## Quoted passage
______

Revolving credit facility and term loan (a)  $2,738,631 
ICON term note (b)   3,895,946 
Loans from shareholder (f)   2,845,484 
Notes payable (c)   2,082,407 
Installment notes (d)   186,755 
Convertible note (e)   100,000 
    Total borrowings  $11,849,223 

 

 

 In connection with the acquisition of CTT, the Company and its subsidiaries entered into loan agreements effective July 23, 2012 with Capital One Business Credit Corp. (the “Senior Loan Facility”) and ICON Investments (ICON) the proceeds of which were primarily used for the cash portion of the acquisition. On April 11, 2014 an accredited investor, which is also a shareholder in the Company, purchased the Note and related collateral from Capital One and assumed all the existing terms and conditions of the Credit Agreement and Forbearance Agreements. As of August 13, 2014, these balances are past due and the lenders have not exercised their rights under these agreements.

 

a.The Senior Loan Facility has a maturity date of July 23, 2017 and a default interest rate which is the base rate plus the applicable margin plus 2% (6.75% and 7.75%, respectively as of June 30, 2014). The term loan portion of the Senior Loan Facility requires monthly payments of $100,000 plus interest. The Senior Loan Facility also provides for the payment of an unused commitment fee of .375% per annum. The loans are secured by all of the Company’s properties and assets except for its disposal wells wherein the Senior Loan Facility has a subordinated secured position to ICON.

 

b.The Company and its subsidiaries entered into a Term Loan, Guaranty and Security Agreement on July 23, 2012 with ICON in the amount of $5 million. The Loan Agreement provides for 14% monthly interest only payments with repayment of the principal and accrued but unpaid interest on February 1, 2018. ICON has a senior secured position on the Company’s disposal wells and a subordinated position to the Senior Loan Facility on all other Company properties and assets. As of June 30, 2014, the Company was not in compliance with its debt covenants and accordingly classified the entire note balance as a current liability. In addition, on June 18, 2014, the Company received a Notice of Payment Default/Acceleration Obligations. ICON continues to reserve all of its rights and remedies under the ICON Credit Agreement and common law by virtue of the Credit Parties default on their obligations. Management is in discussion with ICON and anticipates a mutually agreeable resolution.

______

## Problems and tasks
(A) Transcribe the part of the company debt disclosure that opens with the words containing "In connection with" and closes with "under these agreements.".
(B) Resume the company debt disclosure, starting right after its final sentence.
None of this material is needed.

Stored records
______

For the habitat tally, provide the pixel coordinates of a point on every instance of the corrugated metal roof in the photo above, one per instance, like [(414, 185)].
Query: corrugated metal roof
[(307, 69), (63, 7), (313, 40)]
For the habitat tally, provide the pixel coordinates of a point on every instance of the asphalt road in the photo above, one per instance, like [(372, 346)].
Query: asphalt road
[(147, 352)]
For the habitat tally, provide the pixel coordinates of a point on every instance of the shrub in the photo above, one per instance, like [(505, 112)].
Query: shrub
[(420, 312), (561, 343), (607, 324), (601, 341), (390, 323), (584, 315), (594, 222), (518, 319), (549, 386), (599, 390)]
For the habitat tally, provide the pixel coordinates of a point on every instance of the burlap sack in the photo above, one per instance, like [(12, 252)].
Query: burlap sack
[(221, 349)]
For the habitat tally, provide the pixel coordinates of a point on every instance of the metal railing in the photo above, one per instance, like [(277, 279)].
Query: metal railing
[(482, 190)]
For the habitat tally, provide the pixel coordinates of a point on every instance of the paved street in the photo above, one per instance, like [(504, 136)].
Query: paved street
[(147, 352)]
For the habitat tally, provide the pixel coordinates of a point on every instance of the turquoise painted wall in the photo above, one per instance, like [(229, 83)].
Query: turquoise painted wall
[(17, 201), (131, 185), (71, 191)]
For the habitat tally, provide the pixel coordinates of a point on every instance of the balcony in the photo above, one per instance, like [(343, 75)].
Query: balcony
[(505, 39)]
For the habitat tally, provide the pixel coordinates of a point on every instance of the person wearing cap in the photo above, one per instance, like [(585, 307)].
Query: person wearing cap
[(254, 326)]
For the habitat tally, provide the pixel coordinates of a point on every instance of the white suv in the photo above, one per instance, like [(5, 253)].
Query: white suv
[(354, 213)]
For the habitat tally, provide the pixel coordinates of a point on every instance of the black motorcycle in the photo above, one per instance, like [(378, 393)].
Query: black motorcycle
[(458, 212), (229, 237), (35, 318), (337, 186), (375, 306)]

______

## Responses per task
(A)
In connection with the acquisition of CTT, the Company and its subsidiaries entered into loan agreements effective July 23, 2012 with Capital One Business Credit Corp. (the “Senior Loan Facility”) and ICON Investments (ICON) the proceeds of which were primarily used for the cash portion of the acquisition. On April 11, 2014 an accredited investor, which is also a shareholder in the Company, purchased the Note and related collateral from Capital One and assumed all the existing terms and conditions of the Credit Agreement and Forbearance Agreements. As of August 13, 2014, these balances are past due and the lenders have not exercised their rights under these agreements.

(B)
c.The Company assumed two notes payable in connection with the acquisition of CTT. The notes relate to CTT’s purchase of common stock shares from two former stockholders. The primary note payable in the original amount of $3,445,708 dated June 1, 2007 bears interest at 4.79% and is payable in monthly installments of $33,003 including interest, maturing December 1, 2018. The Company’s secondary note payable in the original amount of $219,555 dated June 1, 2007 bears interest at 4.79% and is payable in monthly installments of $2,488 including interest, maturing December 1, 2018. Both notes are subordinated to the Senior Loan Facility and ICON notes. Payments of principal and interest have been suspended based upon defaults in the Senior Loan Facility and ICON credit agreements. The suspension of the payments does not constitute a default in accordance with the subordination agreement.

 

d.The Company’s installment loan with principal balance of approximately $199,000 which were used to acquire property and equipment for use in the Company’s operations. At June 30, 2014, the loan matures in September 2017 with interest rates of 5.69% and monthly minimum payments of $5,377.

 

F-8
 
e.The Company entered into a convertible note agreement with Asher Enterprises, Inc. in the amount of $153,500 with a stated interest rate of 8% per annum and effective interest rate of 70% per annum. The note was convertible into shares of the Company’s common stock, at the discretion of the holder commencing 180 days following the date of the debenture at a conversion price per share equal to a discount of 35% from the average of the lowest three closing prices for the Company’s stock during the ten days prior to conversion date. The Company evaluated the note and determined that the conversion option does not constitute a derivative liability for financial reporting purposes. The beneficial conversion feature discount resulting from the conversion price of $0.34, below the market price on August 15, 2013 of $0.53, resulted in a discount of $72,235 of which all of the balance was amortized during the period ended June 30, 2014. In 2014, the Company issued 341,372 shares to Asher Enterprises, Inc. in partial payment of the convertible note. This conversion resulted in a principal reduction of $53,500 in convertible note balance of the Company. The conversion resulted in loss on extinguishment of debt of $4,453. On June 10, 2014 an accredited investor, which is also a shareholder in the Company purchased the note from Asher Enterprises, Inc. and assumed all the existing terms and conditions of the note agreement.

 

f.On May 27, 2014 an accredited investor, which is also a shareholder in the Company, entered into a loan agreement with the Company for the amount of $2,783,484. The note bears interest at 9% per annum for a term of 18 months.

 

g.On March 21, 2014 the CEO of the Company, which is also a shareholder in the Company loaned the Company the amount of $87,000. The loan has an interest rate of 7% per annum with payment term as follows:

 

1.$5,000 by March 25, 2014 plus accrued interest
2.$32,000 by March 28, 2014 plus accrued interest
3.$12,500 by April 10, 2014 plus accrued interest
4.$12,500 by May 10, 2014 plus accrued interest
5.$25,000 on and before the sale of the next Trinity Disposal Well plus accrued interest

 

Currently the loan is passed due and the CEO has agreed to extend the due dates above through September 30, 2014.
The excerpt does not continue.